Instrumentation of pydantic validation - Slow on big response size

jules-ch commented 3 months ago

Question

Hello thanks for this package experimenting on instrumenting some api I'm developping.

I just noticed that instrumenting endpoint with validation that validate big response in size. Here 1.2MB. Validation takes 10x more time to process.

I have some Server-Timing headers to help me + Opentelmetry traces.

With pydantic instrumentation:

Without:

samuelcolvin commented 3 months ago

Hi, we'll need to see the model you're using, and an example from of the input data to be able to help.

Also, how are you instrumenting the endpoint and validation? How many spans are being generated?

alexmojaki commented 3 months ago

Example repro:

from __future__ import annotations

from datetime import date, datetime
from enum import Enum
from typing import Dict, List, Optional
from uuid import UUID

from polyfactory.factories.pydantic_factory import ModelFactory
from pydantic import BaseModel, EmailStr, HttpUrl, confloat, conint

import logfire

logfire.configure(
    pydantic_plugin=logfire.PydanticPlugin(
        record='all',
        # exclude={'Platform'},
    )
)

class Status(str, Enum):
    ACTIVE = 'active'
    INACTIVE = 'inactive'
    PENDING = 'pending'

class Address(BaseModel):
    street: str
    city: str
    state: str
    zip_code: str
    country: str

class Contact(BaseModel):
    email: EmailStr
    phone: str
    address: Address

print(
    Contact(
        email='foo@bar.com',
        phone='123-456-7890',
        address=Address(street='123 Main St', city='Springfield', state='IL', zip_code='62701', country='USA'),
    )
)

class SocialMedia(BaseModel):
    platform: str
    username: str
    url: HttpUrl

class Education(BaseModel):
    institution: str
    degree: str
    field_of_study: str
    start_date: date
    end_date: Optional[date]
    gpa: confloat(ge=0, le=4)

class WorkExperience(BaseModel):
    company: str
    position: str
    start_date: date
    end_date: Optional[date]
    responsibilities: List[str]
    achievements: List[str]

class Skill(BaseModel):
    name: str
    level: conint(ge=1, le=10)
    years_of_experience: float

class Project(BaseModel):
    name: str
    description: str
    start_date: date
    end_date: Optional[date]
    technologies: List[str]
    team_size: int
    role: str
    url: Optional[HttpUrl]

class Certificate(BaseModel):
    name: str
    issuer: str
    date_issued: date
    expiration_date: Optional[date]
    credential_id: str

class Profile(BaseModel):
    id: UUID
    username: str
    password: str
    first_name: str
    last_name: str
    date_of_birth: date
    gender: str
    nationality: str
    bio: str
    profile_picture: HttpUrl
    cover_photo: Optional[HttpUrl]
    status: Status
    created_at: datetime
    updated_at: datetime
    is_verified: bool
    contact: Contact
    social_media: List[SocialMedia]
    education: List[Education]
    work_experience: List[WorkExperience]
    skills: List[Skill]
    projects: List[Project]
    certificates: List[Certificate]
    languages: Dict[str, conint(ge=1, le=5)]
    interests: List[str]
    achievements: List[str]
    references: List[str]

class Company(BaseModel):
    id: UUID
    name: str
    industry: str
    founded_year: int
    description: str
    website: HttpUrl
    logo: HttpUrl
    headquarters: Address
    employees: conint(ge=1)

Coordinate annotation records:
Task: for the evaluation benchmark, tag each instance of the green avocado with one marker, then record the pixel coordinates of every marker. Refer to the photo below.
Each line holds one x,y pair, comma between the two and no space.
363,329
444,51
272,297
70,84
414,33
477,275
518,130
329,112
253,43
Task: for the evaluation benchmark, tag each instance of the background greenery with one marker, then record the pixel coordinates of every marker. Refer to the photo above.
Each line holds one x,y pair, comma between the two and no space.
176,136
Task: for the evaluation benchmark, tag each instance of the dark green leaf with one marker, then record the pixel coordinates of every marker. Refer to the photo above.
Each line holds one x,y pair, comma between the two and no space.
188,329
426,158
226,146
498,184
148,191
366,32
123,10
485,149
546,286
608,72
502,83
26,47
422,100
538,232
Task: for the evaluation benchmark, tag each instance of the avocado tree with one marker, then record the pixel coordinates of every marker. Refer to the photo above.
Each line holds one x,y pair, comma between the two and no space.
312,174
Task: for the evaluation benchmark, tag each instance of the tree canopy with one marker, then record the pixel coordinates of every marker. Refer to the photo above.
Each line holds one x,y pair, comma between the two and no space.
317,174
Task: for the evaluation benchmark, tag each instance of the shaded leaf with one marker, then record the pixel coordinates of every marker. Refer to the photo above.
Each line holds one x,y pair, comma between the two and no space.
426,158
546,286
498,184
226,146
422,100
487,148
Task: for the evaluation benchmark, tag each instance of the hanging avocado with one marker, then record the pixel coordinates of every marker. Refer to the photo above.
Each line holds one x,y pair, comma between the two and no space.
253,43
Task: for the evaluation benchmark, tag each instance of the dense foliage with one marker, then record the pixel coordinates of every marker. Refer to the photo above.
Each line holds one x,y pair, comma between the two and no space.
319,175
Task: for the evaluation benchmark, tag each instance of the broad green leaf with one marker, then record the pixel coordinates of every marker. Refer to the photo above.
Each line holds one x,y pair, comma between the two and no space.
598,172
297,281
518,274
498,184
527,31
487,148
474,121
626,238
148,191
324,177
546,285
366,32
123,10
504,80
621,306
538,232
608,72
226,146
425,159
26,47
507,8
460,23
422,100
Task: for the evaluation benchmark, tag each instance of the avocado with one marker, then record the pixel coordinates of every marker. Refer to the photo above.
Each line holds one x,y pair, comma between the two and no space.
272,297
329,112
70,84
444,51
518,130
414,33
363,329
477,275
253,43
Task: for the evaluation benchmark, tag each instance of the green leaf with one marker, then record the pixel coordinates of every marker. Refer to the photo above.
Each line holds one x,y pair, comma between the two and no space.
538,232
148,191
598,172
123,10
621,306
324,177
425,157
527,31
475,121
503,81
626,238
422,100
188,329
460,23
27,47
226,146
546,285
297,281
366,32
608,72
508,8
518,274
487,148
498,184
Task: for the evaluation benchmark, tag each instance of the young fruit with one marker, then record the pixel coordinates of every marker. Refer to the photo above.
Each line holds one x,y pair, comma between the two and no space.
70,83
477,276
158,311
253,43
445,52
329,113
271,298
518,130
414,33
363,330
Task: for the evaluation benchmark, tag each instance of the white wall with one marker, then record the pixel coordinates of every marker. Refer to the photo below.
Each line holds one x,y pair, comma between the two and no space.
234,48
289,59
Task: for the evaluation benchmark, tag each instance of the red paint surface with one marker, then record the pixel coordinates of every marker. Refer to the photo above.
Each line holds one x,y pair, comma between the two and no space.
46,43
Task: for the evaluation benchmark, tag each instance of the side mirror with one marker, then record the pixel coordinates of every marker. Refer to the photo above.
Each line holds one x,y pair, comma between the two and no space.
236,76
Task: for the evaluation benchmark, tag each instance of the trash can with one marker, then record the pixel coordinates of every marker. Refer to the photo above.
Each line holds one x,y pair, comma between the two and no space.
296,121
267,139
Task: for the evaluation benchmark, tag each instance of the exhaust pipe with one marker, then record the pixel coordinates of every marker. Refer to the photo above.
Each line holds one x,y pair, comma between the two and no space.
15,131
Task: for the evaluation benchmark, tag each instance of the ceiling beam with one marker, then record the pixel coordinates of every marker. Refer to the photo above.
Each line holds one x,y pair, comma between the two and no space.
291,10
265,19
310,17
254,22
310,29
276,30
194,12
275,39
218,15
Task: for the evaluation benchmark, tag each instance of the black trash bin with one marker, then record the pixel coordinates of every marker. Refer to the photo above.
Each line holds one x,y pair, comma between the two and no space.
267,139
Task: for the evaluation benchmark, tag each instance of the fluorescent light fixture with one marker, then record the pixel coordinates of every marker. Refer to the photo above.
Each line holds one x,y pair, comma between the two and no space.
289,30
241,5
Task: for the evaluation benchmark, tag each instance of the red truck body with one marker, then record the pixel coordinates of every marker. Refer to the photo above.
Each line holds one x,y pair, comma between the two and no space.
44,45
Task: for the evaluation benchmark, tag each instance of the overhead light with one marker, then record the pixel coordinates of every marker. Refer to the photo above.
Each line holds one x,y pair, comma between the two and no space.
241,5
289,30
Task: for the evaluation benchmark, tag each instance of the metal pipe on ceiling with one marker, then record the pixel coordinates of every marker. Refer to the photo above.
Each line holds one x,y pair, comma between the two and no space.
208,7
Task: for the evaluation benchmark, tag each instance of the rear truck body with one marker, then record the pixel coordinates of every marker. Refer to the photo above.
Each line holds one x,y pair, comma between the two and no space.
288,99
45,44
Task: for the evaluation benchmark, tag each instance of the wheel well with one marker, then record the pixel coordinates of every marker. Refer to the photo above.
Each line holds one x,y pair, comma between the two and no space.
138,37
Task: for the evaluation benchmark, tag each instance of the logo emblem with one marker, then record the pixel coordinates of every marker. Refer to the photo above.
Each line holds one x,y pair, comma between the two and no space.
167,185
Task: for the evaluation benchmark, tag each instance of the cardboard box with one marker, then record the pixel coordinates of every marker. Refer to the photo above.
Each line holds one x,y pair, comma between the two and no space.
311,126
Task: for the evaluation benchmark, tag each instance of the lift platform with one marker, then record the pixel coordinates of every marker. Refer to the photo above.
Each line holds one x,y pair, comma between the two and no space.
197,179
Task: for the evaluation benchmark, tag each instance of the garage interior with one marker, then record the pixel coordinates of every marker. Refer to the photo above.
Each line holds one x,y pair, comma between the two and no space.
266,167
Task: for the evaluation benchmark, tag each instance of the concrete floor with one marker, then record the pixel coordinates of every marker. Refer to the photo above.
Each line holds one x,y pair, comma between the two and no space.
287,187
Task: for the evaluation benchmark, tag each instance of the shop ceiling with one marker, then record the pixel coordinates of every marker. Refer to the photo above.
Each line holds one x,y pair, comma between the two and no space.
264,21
--
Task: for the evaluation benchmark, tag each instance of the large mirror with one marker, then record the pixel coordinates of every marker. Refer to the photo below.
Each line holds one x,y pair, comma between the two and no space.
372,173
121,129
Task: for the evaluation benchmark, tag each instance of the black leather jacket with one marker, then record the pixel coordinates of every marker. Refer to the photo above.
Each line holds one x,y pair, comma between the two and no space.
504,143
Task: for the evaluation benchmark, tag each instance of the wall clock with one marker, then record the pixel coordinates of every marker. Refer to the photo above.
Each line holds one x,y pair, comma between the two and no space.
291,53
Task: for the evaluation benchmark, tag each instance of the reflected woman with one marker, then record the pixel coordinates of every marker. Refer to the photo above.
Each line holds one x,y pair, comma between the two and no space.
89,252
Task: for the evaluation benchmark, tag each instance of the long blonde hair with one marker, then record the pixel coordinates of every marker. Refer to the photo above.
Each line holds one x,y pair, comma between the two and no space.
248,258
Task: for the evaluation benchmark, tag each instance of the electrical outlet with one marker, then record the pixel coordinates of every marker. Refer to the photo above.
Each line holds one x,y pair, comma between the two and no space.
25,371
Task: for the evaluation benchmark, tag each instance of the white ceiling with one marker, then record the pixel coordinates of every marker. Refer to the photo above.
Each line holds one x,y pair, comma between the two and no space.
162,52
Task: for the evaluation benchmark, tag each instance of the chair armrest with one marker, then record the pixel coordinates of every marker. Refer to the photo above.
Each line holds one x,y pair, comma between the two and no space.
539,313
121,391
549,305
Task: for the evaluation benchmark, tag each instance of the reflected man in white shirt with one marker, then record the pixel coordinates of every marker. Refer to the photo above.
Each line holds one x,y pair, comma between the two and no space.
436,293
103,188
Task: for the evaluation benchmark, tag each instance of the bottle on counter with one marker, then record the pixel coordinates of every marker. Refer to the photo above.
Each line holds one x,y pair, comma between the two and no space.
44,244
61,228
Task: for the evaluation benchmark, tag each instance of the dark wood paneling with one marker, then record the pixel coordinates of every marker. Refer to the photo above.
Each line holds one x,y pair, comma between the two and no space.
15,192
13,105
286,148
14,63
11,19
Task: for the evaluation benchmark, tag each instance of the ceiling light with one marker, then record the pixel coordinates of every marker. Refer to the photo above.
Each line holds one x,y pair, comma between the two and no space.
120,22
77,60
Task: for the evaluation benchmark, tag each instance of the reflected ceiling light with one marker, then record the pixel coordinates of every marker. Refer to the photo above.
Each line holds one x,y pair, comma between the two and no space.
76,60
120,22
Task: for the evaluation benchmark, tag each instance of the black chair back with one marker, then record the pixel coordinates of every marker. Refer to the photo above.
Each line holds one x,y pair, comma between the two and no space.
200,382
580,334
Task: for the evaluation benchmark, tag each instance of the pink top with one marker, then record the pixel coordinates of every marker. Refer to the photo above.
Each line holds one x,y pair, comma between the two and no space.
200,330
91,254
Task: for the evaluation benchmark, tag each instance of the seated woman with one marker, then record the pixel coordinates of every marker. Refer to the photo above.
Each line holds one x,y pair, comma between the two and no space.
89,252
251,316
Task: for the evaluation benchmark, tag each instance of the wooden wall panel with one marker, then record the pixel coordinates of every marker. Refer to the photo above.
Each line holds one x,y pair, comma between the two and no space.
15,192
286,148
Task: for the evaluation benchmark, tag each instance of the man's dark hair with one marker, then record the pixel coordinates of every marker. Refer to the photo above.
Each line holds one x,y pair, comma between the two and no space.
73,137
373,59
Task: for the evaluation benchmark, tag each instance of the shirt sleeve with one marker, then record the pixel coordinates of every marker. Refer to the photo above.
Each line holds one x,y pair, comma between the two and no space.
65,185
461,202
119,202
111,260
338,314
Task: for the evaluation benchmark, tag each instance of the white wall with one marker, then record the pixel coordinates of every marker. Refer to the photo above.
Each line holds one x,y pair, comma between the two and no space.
...
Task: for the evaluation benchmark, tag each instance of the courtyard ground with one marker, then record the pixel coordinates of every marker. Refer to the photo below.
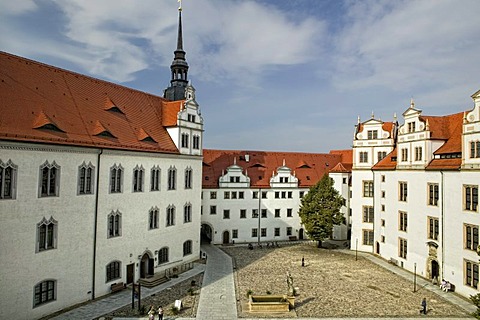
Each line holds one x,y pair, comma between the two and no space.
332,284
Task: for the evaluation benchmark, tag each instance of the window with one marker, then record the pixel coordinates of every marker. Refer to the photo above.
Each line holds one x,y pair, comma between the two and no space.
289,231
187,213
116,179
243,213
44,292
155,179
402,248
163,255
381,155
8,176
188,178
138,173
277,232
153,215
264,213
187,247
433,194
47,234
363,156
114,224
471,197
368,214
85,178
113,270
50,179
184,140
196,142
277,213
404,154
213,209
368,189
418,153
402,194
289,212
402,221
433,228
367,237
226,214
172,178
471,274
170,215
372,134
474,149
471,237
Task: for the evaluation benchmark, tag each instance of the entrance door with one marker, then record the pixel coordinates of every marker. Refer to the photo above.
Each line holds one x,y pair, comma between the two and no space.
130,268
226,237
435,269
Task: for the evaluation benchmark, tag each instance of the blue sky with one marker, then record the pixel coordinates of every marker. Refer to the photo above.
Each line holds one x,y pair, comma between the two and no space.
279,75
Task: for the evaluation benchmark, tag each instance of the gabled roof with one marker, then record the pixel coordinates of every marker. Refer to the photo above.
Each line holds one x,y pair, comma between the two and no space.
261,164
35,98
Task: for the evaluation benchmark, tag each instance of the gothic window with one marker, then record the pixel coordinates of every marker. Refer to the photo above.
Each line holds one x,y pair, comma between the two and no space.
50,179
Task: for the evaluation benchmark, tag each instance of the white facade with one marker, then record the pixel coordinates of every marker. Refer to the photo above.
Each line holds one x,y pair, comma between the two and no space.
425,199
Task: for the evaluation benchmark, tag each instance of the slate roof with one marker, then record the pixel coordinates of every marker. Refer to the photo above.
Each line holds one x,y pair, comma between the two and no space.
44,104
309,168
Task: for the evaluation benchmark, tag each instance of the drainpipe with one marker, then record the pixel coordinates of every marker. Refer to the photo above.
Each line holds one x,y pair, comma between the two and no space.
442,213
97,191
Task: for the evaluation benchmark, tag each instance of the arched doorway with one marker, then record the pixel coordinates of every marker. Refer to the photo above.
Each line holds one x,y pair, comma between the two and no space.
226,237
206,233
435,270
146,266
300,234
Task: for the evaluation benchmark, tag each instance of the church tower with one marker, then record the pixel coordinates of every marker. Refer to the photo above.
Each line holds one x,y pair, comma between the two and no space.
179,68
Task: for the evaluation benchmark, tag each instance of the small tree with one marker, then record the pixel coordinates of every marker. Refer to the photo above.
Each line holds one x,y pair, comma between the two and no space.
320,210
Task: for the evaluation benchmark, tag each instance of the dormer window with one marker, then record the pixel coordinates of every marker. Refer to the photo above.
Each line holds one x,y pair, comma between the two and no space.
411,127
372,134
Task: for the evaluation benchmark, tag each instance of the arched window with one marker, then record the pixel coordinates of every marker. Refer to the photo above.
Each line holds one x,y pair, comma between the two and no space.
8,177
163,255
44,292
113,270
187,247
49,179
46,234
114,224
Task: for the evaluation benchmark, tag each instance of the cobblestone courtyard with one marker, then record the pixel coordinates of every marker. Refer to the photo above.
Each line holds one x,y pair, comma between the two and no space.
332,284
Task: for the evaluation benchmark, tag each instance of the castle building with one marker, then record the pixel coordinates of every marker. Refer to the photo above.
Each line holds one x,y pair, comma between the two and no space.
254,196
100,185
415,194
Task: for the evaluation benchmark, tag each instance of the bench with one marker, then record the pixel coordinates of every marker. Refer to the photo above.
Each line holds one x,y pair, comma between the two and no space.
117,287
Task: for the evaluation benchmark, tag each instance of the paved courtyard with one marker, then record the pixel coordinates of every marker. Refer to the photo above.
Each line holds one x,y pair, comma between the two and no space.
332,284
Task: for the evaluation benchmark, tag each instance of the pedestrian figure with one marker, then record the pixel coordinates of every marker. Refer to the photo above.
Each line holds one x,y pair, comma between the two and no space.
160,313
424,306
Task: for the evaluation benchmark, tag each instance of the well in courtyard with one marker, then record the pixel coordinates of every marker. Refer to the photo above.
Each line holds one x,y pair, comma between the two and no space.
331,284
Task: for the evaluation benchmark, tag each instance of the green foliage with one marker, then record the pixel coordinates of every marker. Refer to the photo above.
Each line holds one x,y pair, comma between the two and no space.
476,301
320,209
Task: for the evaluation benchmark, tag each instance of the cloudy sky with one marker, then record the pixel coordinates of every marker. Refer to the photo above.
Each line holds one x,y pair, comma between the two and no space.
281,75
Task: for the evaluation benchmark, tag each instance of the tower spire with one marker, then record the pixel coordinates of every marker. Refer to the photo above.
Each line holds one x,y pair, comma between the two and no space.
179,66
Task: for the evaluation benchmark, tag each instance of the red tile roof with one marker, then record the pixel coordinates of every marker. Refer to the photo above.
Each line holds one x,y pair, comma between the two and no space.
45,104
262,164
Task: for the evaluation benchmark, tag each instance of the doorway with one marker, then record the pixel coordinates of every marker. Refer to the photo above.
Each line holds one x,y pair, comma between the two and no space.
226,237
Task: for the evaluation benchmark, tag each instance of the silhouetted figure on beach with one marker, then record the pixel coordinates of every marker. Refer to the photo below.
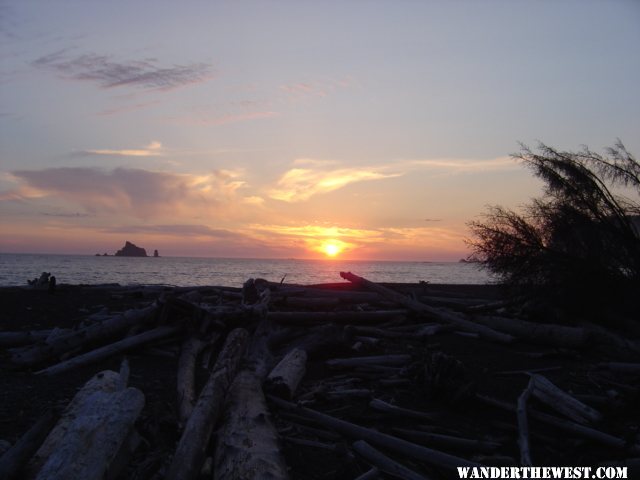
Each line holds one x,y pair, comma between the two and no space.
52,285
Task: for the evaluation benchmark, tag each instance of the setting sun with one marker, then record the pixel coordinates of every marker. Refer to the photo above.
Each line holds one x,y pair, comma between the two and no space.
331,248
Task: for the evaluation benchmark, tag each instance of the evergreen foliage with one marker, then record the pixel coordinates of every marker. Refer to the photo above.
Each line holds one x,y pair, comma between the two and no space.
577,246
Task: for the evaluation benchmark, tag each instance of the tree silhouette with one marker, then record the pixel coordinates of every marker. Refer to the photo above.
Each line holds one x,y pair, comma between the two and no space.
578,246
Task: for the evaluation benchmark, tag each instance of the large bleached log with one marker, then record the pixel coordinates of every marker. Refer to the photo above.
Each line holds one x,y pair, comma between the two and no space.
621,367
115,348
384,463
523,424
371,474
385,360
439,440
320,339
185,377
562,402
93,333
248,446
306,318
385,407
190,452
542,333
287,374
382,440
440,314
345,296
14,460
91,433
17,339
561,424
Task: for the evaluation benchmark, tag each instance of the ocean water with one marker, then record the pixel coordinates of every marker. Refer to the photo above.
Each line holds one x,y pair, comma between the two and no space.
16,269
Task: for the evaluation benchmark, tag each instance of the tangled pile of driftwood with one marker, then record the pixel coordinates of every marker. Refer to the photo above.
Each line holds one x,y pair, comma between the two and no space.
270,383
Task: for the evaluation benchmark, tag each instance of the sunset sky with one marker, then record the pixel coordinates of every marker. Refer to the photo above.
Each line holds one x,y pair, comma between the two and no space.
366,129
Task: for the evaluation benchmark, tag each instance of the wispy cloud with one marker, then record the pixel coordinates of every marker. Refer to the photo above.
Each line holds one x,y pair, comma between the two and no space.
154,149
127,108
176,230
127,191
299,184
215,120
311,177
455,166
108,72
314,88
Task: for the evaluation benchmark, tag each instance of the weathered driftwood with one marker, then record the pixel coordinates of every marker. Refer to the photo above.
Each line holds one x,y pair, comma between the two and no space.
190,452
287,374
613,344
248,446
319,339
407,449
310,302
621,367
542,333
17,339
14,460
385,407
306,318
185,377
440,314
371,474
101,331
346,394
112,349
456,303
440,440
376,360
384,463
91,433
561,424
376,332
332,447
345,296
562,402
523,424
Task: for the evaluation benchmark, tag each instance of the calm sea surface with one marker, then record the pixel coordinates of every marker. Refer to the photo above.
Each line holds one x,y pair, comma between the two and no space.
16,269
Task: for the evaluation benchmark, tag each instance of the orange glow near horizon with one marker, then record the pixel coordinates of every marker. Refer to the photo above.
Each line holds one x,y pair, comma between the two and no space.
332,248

Request ▸ From the thread about slow Pydantic validation instrumentation, copy word for word the stretch that begins with the words containing "jules-ch commented 3" and ends with "me + Opentelmetry traces.".

Finished task ▸
jules-ch commented 3 months ago

Question

Hello thanks for this package experimenting on instrumenting some api I'm developping.

I just noticed that instrumenting endpoint with validation that validate big response in size. Here 1.2MB. Validation takes 10x more time to process.

I have some Server-Timing headers to help me + Opentelmetry traces.